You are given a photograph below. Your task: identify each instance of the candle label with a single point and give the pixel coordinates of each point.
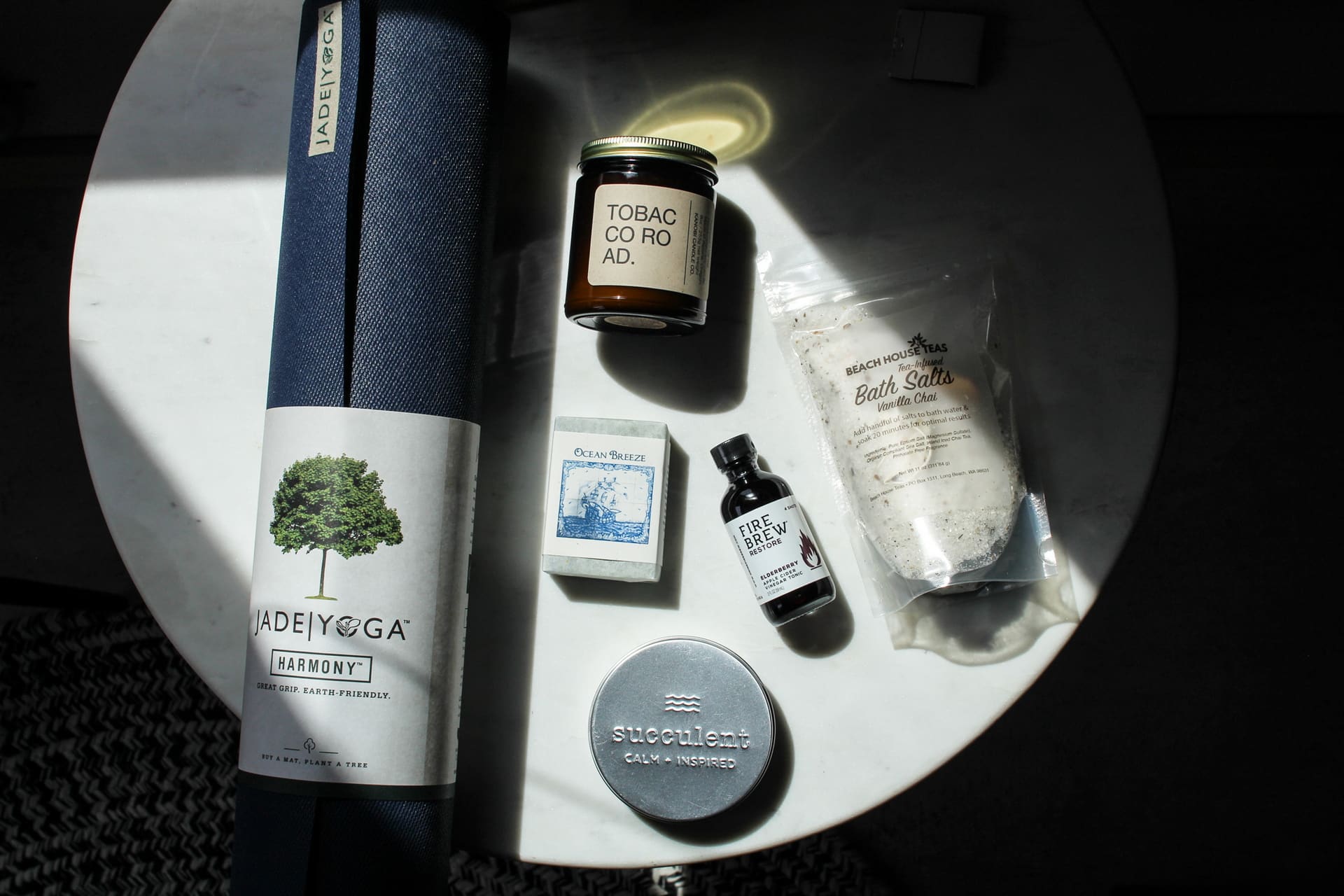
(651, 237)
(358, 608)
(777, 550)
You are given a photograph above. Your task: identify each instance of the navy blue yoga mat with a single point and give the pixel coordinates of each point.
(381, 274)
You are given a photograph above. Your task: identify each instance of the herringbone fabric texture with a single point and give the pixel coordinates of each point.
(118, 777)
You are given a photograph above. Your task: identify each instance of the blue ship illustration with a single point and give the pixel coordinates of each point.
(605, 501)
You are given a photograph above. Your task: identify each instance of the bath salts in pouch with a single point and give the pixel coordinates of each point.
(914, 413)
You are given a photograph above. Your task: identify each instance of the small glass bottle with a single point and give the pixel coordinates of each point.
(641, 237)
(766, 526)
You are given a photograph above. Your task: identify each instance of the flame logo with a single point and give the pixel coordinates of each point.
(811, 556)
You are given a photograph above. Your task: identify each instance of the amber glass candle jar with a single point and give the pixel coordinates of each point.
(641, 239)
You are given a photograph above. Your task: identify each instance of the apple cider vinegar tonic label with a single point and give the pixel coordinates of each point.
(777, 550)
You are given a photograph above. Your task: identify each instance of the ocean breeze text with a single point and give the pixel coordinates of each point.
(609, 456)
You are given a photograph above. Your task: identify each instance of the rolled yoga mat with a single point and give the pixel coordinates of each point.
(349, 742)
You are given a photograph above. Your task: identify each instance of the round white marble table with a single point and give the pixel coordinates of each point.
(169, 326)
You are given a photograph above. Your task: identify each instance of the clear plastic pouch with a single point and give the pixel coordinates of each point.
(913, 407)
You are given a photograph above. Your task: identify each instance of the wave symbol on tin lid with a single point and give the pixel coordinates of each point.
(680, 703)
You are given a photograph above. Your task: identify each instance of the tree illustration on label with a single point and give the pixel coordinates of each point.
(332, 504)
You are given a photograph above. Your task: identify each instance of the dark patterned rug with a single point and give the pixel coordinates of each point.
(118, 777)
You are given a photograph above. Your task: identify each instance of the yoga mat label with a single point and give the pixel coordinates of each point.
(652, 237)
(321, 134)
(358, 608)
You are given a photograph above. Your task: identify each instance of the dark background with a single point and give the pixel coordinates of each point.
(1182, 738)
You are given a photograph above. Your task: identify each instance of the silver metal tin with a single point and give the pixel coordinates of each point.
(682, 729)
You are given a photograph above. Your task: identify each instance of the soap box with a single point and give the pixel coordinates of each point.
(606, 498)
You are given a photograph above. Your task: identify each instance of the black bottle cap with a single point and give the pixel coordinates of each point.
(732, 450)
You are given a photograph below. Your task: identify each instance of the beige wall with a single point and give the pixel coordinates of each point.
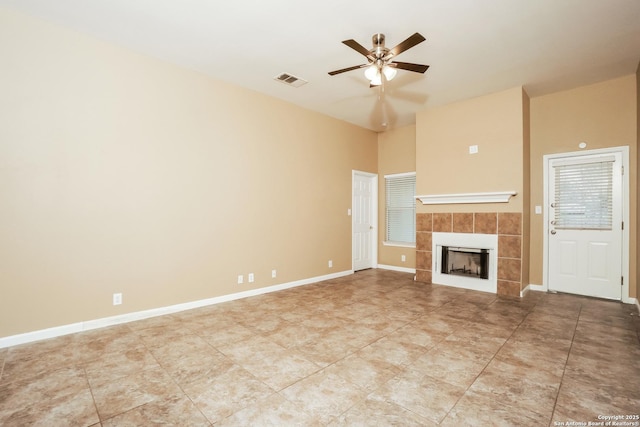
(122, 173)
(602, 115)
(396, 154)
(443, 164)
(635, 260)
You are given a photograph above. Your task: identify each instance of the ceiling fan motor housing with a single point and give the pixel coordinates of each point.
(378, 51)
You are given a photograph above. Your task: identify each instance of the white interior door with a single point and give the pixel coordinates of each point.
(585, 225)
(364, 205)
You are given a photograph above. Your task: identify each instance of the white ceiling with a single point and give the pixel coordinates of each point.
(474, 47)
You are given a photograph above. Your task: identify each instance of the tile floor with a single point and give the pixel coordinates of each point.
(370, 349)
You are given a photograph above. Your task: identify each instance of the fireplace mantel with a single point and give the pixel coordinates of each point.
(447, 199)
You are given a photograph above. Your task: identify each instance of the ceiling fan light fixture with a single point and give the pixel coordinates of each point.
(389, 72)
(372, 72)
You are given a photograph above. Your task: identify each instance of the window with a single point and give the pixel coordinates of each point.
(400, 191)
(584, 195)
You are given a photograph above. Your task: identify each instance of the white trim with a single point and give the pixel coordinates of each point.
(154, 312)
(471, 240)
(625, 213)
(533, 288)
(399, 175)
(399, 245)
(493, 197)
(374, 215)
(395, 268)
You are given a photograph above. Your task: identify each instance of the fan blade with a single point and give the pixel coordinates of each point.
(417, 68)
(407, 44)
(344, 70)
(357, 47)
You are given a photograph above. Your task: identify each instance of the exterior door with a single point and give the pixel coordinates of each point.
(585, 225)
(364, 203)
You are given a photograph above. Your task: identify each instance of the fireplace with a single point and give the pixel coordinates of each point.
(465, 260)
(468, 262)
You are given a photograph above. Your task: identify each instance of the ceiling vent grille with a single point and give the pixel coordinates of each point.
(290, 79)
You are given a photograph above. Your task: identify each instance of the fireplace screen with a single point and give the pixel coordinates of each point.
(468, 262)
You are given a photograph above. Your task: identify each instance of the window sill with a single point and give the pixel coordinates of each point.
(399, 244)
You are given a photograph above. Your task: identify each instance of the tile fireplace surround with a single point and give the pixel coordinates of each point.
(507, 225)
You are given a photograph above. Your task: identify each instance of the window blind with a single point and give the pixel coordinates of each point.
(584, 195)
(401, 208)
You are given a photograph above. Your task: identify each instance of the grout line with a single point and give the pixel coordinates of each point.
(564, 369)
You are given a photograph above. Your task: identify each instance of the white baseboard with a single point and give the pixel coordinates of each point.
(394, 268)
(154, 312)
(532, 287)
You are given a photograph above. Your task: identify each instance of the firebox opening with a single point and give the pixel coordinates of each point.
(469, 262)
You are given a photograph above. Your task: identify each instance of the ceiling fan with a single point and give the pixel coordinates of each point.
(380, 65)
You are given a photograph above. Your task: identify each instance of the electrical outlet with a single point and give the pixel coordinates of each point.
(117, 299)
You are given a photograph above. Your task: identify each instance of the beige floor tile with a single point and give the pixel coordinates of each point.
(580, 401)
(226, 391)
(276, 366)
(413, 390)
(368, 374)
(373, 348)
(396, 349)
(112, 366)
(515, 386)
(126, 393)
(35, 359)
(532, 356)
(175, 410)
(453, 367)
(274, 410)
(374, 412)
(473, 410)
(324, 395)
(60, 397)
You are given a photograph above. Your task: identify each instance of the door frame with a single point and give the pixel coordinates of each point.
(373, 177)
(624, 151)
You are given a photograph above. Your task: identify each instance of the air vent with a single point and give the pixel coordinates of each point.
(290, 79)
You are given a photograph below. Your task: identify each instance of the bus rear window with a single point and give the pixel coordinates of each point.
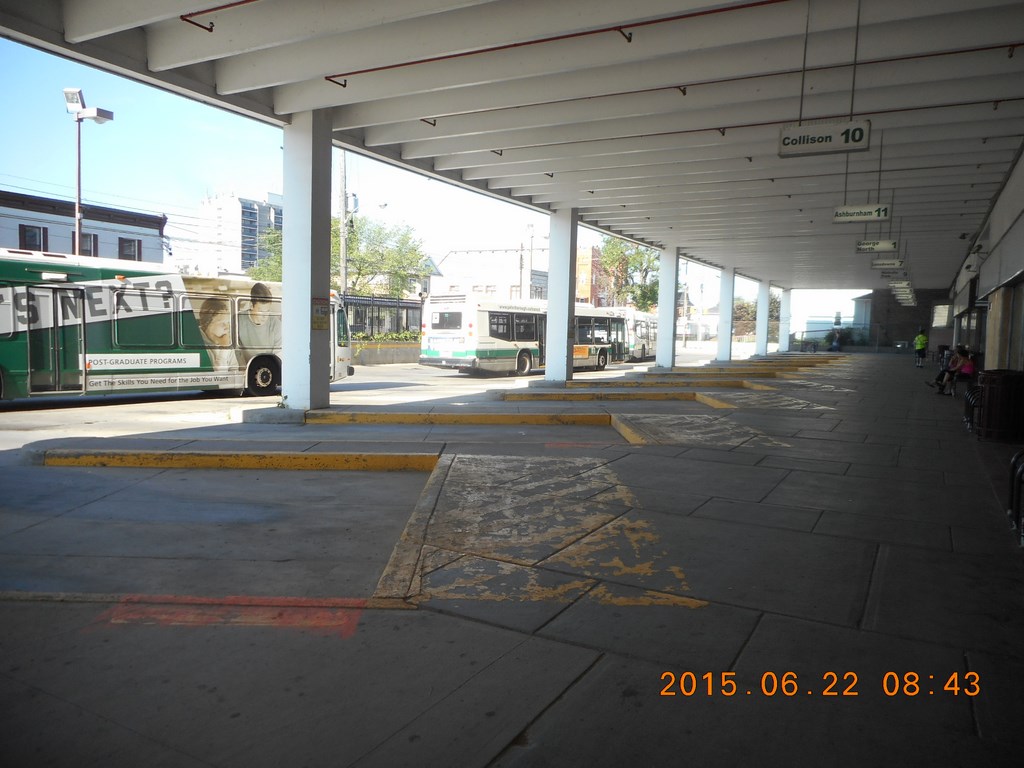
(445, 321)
::::::::::
PROBLEM DETAILS: Every line of the material is to be quoted exactly, with no pictures carried over.

COMPLETED EXERCISE:
You are given a photograph below. Your task: identify each instance of the candle label with a single point and give the pixel coordinates of each point.
(651, 237)
(358, 608)
(777, 550)
You are given a photograph above. Your task: identify each instance of the navy blue yoga mat with a single point and give the pixel coordinates of each point.
(381, 274)
You are given a photograph above. Your task: identify each instance of the herringbone fabric texture with a single point and give the pixel coordinates of each point.
(118, 777)
You are given a photograph above. Your task: identify each instance of the blue ship illustration with a single point and give the pixel coordinates of each point.
(605, 501)
You are given a photograph above. Your task: identify each instance of the bath salts in pouch with a single point and give the pixel coordinates of each point.
(914, 413)
You are given a photograph above. Your task: identify each instance of the small glass bottle with a single point and give the pixel coordinates of each point.
(641, 237)
(766, 526)
You are given a photograph above. Your task: identify each instance of the flame logo with a single point and give the pixel coordinates of each point.
(811, 556)
You are given a photograph above. Your task: identify each instance of the amber glass candle jar with a single point and give the pixel coordinates of each point.
(641, 239)
You are given a photograph above. Your task: identify each instance of the apple cider vinegar tonic label with a single point and give the pixel coordinates of each point.
(777, 550)
You are given a photograph above. Your task: identify each instance of the ocean breeze text with a single point and give the pixel coordinates of each point.
(609, 456)
You are given a photograph above. Your task: identify each instance of the rolled yoga mat with a single point and give the pixel coordinates of each point.
(349, 742)
You are given a photograph above. Your task: identify each instance of the round white marble table with a single point and give the pixel coordinates of each point.
(169, 326)
You are given a photograph above. Your task: identify each instance of the clear plastic pouch with a single point and give the pixel coordinates of each point.
(913, 407)
You are given a photograph above. Your task: identify each instance of the wave symbol on tin lid with a single point and give the pixel coordinates of each point.
(680, 703)
You are given a photograph above. Your task: identify each instance of the tree illustration on label with a single point and give the pixel coordinates of each point.
(332, 504)
You are given a photograph above. Your task: identify each instance of the dark patterned rug with a single point and give the pixel coordinates of each point.
(118, 777)
You are given a photograph above. Your task: identify each instance of the yoga mat label with a single point and give the pixel coordinates of each point.
(652, 237)
(321, 134)
(358, 608)
You are given a photograph above. Your task: identify each instance of the dark background with a single point and give the pixel coordinates of each point.
(1182, 738)
You are given a photograph above. Your task: identify each instance of the silver metal tin with a single point and give the pixel coordinates of each point.
(682, 729)
You are given a photograph above. Your task: identify each instance of the soap box with a single point and give the pixel coordinates of each point.
(606, 498)
You are given a photograph above. Your task: identify each instance of the black bottle cap with a single point and give the pixel coordinates of each point.
(732, 450)
You are given a photograph below. Your task: identify each instance of the beige wall with a single point and give the pixel coordinates of each point.
(122, 173)
(602, 115)
(396, 154)
(443, 164)
(635, 260)
You are given a photograph above. Your task: identify each instance of the ceiling fan motor housing with a single point and give the pixel coordinates of each point.
(378, 51)
You are given a photograph above. Your task: identify each instance of the white interior door with a single point and give the pixel coordinates of each point.
(585, 225)
(364, 205)
You are given a photograph above. Your task: identify each instance of the white ceiling with a single point and give the pixel coordinates of each point.
(474, 47)
You are given a photograph above. Your task: identify each instance of the tile floor with a single point and give the pixel coordinates of each point.
(370, 349)
You are given a photograph above. Your task: identify each instance of the fireplace mantel with a single point and give the pixel coordinates of each point.
(447, 199)
You are given a photograph above. Your task: identify each instance of the ceiling fan light fixture with a single point and give the pixel coordinates of each point.
(389, 72)
(372, 72)
You are given a photograph above. Your task: identify each instance of the window with a single point and give the pixel coordinates of each point.
(400, 191)
(584, 195)
You are given a photograph above. Your task: identify each instance of the white trim with a single point and give the pixel coordinates of each point.
(154, 312)
(471, 240)
(625, 213)
(533, 288)
(399, 175)
(399, 245)
(493, 197)
(374, 215)
(395, 268)
You are given a photograph above. Your task: identify each instance of the fan blade with a single point and give the pixel coordinates of each point.
(417, 68)
(407, 44)
(344, 70)
(357, 47)
You are given a photograph above. Your task: identify each instance of the exterior door with a single point and give the pixel coordinates of each point.
(585, 225)
(364, 203)
You are given a photograph above. Your task: identify each instance of the fireplace with a single point and give the pixel coordinates of each point.
(465, 260)
(468, 262)
You are given a photograph above. Your task: identify each instance of the ceiling vent grille with a single point and give the pixel coordinates of each point.
(290, 79)
You are given a photograph above. Your task: identify each instance of the fireplace screen with a single point and give the pixel coordinates of each point.
(468, 262)
You are given a photograph above. Your task: identify each instance of the window sill with a single point and give the pixel coordinates of each point.
(399, 244)
You are given a photograph above. Your task: identify each instance of the tile fireplace surround with a single point and give the pixel coordinates of each point.
(507, 225)
You are given a photograph above. Your task: identify each instance of the window blind with a single point and give the pixel coordinates of each point.
(584, 195)
(401, 208)
You are given a photograph above. Your task: identify each instance of the grout line with a single point and give the pixel coordinates of each point.
(564, 369)
You are given a photograph above. Your task: identify each instance of the white baseboard with a single point and give the pixel coordinates of each point.
(394, 268)
(154, 312)
(532, 287)
You are given a photograph above. Your task: identify each instance of the firebox opening with a single point and give the pixel coordinates of each point.
(469, 262)
You are given a photograph above. Your task: identify each instance of the ceiling fan with a single point and give the pixel coordinates of each point.
(380, 65)
You are given a photograph above. Your task: identify each instance of the electrical outlet with a single point and give the pixel coordinates of each point.
(117, 299)
You are given a photograph above. Your task: identify each instance of the beige floor tile with a single point and give the pixel coordinates of each point.
(580, 401)
(226, 391)
(276, 366)
(413, 390)
(368, 374)
(373, 348)
(396, 349)
(112, 366)
(515, 386)
(126, 393)
(35, 359)
(532, 356)
(175, 410)
(453, 367)
(274, 410)
(374, 412)
(473, 410)
(324, 395)
(60, 397)
You are given a photograph above. Your task: identify each instance of the door frame with a single point and give the pixel coordinates of each point.
(373, 177)
(624, 151)
You are given a photograph above. Your task: identify each instance of the air vent with a single point and give the pixel coordinates of each point.
(290, 79)
You are given a photograph below. Your task: identify each instance of the bus rear window with a single point and give the pixel coordinates of each point.
(445, 321)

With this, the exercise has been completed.